## WHAT TO WORK ON
After locating the line that holds "pixel 109 141", output it and all following lines word for word, stopping only at the end of the data.

## Point localization data
------------------------------------------------
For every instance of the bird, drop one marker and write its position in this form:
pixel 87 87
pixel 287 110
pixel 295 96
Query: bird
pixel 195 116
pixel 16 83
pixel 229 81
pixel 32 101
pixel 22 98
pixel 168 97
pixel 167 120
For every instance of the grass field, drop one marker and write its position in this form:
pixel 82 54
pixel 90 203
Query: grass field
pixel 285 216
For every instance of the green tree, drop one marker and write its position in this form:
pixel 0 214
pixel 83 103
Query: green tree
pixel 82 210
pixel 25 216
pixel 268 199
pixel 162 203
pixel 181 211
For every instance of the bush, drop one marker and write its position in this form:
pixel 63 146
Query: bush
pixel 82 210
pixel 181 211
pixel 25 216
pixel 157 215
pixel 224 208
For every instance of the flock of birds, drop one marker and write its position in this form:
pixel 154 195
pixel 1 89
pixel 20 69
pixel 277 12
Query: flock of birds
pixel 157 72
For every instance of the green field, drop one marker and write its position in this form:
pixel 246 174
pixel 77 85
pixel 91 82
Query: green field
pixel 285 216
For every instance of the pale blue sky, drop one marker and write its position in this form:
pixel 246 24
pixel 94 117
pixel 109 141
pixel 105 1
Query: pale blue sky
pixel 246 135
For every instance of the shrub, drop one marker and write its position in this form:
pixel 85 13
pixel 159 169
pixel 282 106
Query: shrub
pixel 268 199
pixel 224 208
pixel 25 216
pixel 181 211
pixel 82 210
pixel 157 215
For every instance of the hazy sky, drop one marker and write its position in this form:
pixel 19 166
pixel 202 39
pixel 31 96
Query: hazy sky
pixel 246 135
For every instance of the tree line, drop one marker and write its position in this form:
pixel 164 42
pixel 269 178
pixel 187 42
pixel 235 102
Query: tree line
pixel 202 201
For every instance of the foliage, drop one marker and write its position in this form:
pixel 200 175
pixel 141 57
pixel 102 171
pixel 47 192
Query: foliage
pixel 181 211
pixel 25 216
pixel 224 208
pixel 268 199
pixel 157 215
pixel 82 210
------------------------------------------------
## SOLUTION TO THIS PROBLEM
pixel 109 141
pixel 105 1
Query: pale blue sky
pixel 246 135
For every instance of the shrub, drop one marker and write its position in this form:
pixel 85 13
pixel 159 169
pixel 282 106
Query: shrub
pixel 268 199
pixel 224 208
pixel 25 216
pixel 181 211
pixel 82 210
pixel 157 215
For every instance of the hazy sky, drop one marker and write its position in this form:
pixel 19 166
pixel 202 39
pixel 31 96
Query: hazy sky
pixel 246 135
For every instance of the tree line, drop one marker and write its position in this form:
pixel 164 42
pixel 269 178
pixel 187 42
pixel 235 102
Query: tree line
pixel 202 201
For every instance of the foliage, drop one marker and write its position in this form:
pixel 200 175
pixel 141 57
pixel 102 171
pixel 47 192
Query: foliage
pixel 181 211
pixel 25 216
pixel 224 208
pixel 268 199
pixel 157 215
pixel 82 210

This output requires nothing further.